-------- Material shown
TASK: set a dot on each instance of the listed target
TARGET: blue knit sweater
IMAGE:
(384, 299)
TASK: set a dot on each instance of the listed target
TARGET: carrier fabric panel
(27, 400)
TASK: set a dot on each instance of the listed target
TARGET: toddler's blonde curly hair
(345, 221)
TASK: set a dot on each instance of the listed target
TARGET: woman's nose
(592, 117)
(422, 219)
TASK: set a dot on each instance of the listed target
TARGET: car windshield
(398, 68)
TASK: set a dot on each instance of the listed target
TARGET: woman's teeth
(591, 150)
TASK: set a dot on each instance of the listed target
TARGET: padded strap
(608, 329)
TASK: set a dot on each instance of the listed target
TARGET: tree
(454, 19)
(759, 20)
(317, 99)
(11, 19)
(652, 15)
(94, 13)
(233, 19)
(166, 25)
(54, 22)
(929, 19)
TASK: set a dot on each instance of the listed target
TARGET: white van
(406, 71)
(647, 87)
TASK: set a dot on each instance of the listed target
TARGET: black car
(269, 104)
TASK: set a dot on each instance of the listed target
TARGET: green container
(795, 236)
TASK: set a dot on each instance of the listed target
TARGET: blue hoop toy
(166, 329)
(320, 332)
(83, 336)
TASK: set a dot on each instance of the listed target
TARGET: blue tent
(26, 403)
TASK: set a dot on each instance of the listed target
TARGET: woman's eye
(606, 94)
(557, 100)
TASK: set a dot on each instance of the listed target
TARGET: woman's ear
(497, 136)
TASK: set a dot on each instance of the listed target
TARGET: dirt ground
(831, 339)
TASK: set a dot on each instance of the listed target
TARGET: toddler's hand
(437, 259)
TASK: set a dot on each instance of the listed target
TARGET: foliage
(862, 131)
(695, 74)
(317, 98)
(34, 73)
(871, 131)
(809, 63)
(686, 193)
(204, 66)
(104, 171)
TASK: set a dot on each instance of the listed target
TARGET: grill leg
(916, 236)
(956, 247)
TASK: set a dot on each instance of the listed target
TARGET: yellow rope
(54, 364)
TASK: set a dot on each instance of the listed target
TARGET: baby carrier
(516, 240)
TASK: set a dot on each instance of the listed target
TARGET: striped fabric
----------------
[Task to carry out]
Please pull out each line of the material that contains the word "woman" and copy those lines in full.

[Solved problem]
TARGET: woman's nose
TARGET: woman's teeth
TARGET: woman's eye
TARGET: woman's ear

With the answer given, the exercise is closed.